» **Exercise directions**: Gather every line in the records below that contains the word "rear".

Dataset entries
════════

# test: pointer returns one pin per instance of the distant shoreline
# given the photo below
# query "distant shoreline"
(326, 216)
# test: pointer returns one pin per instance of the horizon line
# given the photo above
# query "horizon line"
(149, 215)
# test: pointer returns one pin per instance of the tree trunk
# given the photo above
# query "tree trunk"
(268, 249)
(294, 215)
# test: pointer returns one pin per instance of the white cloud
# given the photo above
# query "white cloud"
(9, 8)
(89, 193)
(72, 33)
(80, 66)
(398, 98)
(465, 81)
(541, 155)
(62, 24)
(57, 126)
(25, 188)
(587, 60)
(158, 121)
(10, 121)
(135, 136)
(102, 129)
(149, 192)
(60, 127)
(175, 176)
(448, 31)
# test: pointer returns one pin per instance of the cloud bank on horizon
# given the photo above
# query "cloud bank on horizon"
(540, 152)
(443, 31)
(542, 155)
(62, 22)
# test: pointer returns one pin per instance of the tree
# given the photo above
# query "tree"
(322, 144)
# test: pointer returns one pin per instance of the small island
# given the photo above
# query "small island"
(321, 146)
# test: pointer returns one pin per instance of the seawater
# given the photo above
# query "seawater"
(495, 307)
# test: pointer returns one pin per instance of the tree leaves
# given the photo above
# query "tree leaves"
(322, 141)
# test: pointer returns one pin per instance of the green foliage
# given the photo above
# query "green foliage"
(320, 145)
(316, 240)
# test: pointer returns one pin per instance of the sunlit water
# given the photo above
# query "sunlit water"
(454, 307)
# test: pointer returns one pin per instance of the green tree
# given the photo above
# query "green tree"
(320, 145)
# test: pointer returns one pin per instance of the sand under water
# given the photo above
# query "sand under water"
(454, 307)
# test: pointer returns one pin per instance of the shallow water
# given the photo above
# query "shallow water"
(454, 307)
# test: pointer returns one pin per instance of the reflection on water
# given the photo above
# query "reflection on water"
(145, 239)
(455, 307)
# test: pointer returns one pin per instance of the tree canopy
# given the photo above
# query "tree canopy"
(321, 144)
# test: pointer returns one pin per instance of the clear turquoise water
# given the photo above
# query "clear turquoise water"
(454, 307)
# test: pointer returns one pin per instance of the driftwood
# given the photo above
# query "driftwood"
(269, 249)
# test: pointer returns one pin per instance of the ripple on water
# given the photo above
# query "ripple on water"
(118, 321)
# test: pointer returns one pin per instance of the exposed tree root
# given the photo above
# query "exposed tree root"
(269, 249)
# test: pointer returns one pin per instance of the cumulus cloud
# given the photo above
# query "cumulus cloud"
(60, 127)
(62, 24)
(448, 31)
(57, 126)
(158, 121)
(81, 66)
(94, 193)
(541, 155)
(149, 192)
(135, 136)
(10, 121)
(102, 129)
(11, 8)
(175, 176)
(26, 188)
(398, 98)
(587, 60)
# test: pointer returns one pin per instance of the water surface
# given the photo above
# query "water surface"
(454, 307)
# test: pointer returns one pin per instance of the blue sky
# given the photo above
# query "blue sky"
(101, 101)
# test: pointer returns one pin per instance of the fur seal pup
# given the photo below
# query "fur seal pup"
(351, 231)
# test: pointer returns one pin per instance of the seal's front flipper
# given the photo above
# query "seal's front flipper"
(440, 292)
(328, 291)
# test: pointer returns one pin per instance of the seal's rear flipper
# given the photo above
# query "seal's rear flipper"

════════

» **Response box**:
# test: pointer returns one pin per instance of the seal's rear flipper
# query "seal's rear flipper"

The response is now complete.